SET PROBLEM: Copy every row below again, word for word, without changing anything.
◆ ◆ ◆ ◆
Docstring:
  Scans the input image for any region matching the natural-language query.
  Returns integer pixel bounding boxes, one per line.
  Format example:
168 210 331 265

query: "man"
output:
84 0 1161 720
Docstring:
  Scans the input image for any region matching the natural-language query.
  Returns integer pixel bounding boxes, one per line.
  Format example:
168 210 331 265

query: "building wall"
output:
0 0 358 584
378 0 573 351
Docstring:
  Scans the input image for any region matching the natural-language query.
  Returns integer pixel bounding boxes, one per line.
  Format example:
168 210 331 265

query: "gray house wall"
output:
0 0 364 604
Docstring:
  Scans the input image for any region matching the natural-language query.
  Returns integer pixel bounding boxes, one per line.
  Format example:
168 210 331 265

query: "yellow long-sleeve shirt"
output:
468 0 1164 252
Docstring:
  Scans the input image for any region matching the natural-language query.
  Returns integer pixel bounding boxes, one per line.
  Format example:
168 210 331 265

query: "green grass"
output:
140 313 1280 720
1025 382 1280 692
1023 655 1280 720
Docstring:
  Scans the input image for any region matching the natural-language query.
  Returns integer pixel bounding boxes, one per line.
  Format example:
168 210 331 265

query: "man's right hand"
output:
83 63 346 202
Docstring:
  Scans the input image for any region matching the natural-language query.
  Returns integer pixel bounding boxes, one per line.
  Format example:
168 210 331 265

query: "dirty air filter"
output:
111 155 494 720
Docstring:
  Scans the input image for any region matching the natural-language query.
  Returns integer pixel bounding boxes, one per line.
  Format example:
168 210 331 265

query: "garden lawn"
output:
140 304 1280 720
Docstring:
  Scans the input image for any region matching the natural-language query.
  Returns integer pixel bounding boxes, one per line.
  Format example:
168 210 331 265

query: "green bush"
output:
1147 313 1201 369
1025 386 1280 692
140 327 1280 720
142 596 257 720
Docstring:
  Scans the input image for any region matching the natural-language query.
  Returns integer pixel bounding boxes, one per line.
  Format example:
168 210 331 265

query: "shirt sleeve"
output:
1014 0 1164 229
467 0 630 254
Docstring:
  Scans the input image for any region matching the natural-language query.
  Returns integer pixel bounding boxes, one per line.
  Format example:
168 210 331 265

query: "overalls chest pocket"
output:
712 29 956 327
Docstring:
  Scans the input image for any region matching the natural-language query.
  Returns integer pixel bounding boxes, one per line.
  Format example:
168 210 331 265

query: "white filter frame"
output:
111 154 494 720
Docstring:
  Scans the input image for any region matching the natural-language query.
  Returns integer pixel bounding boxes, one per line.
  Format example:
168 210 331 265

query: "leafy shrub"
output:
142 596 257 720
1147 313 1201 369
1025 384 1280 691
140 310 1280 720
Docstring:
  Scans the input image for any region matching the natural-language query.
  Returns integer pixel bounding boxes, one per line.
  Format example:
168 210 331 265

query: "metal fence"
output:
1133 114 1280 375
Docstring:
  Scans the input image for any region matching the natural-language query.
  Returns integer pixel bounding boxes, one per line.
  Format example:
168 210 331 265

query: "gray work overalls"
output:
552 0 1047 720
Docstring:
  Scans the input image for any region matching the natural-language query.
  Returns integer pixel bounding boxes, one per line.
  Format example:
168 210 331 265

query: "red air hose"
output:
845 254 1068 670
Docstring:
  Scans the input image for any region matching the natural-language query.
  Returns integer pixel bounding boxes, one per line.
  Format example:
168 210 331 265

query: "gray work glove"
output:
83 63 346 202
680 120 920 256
◆ ◆ ◆ ◆
THE COMPLETED TASK:
Docstring:
  Scans the input image for any region matching the natural-language query.
  Returns integer pixel bounding boxes, one per line.
  Format example:
168 210 331 265

query: "man"
output:
84 0 1161 720
Docstring:
  Scans the input image for any region matching the natural-language query.
  Returns integer pixel bounding boxes, one per line.
  Format example:
168 210 331 265

query: "building wall"
output:
0 0 358 584
378 0 573 351
Docstring:
  Scans the input image for any region matching the natural-language query.
  Returns integer pixel bounding boxes, one per line.
  Format example:
168 210 331 265

query: "gray house wall"
output:
0 0 364 604
Docstring:
  Scans the input image for any region matching the natural-language query.
  Returns integer pixel bounding boxes, one per line.
  Format example:
168 210 331 265

query: "yellow long-sleeve shirt"
output:
468 0 1164 252
Docstring:
  Scans the input image for any region matching the natural-language query.
  Returns integer pixel bounding boxes, one per line.
  Format example:
168 210 331 265

query: "green grass"
output:
140 313 1280 720
1025 382 1280 692
1023 655 1280 720
Docstring:
  Scans the input image for any region matching the natural-language query.
  Returns integer pixel bounding boxes, one per line.
  Format example:
168 210 331 265

query: "man's right hand"
output:
83 63 346 202
Docstring:
  Scans the input image for any region matching the natural-language query.
  Returns integer pixel bounding boxes, one per line.
  Format example:
168 210 331 265

query: "dirty air filter"
output:
111 155 494 720
Docstring:
  Scans the input image for any region matching the natural-language query.
  Returns integer pixel bounding boxes, one per line.
  Format example:
168 210 331 265

query: "garden lawn"
output:
140 304 1280 720
Docstring:
  Scans the input image for any region matching the natural-language query.
  Returns integer pixel bounding boxes, one per line.
  Format example:
168 210 331 265

query: "green bush"
output:
1147 313 1201 369
1025 386 1280 692
140 327 1280 720
142 596 257 720
Docstring:
  Scans the input image for any region matching the natural-language query.
  Returns integer pixel bounding boxes, one per line.
  Format example:
168 210 331 265

query: "shirt sleeve"
output:
1014 0 1164 229
467 0 630 254
Docstring:
  Scans the input image for any region matching the natural-language query.
  Returns integer pixel bounding boxes, one per line.
  Format example:
168 210 331 265

query: "overalls chest pocket"
output:
712 29 956 327
Docstring:
  Scans the input image for any region matching the natural-language query.
  Returns integer pixel bounding boxes, one per line.
  Format example:
168 210 331 265

query: "white filter frame"
output:
111 154 494 720
Docstring:
  Scans the input image for any region matching the natural-language query.
  Returns integer pixel bounding boxes, one per line.
  Format example:
168 210 331 265

query: "leafy shrub"
output:
142 596 257 720
1147 313 1201 369
1025 384 1280 691
140 310 1280 720
Docstring:
  Scans the input image for any region matching the natural-language query.
  Returns integer pixel bounding boxes, one per line.
  Format example:
168 210 331 265

query: "metal fence"
output:
1133 114 1280 375
Docstring:
  Scans the input image for any region matching the natural-language query.
  Returns integer pixel bounding boxes, one per line.
  Format example:
168 210 331 265

query: "gray work overalls"
output:
552 0 1047 720
Docstring:
  Scans the input image for any region matching the natural-language query.
  Returns integer pixel bounding boxes, one per line.
  Format example:
168 210 331 265

query: "red air hose"
output:
845 254 1068 670
Docstring:
  Scans the input image for any region matching the natural-language query.
  Returns integer pixel bounding boxes, one per line.
  Format example:
168 210 331 265

query: "gray work glove"
output:
83 63 346 202
680 120 920 256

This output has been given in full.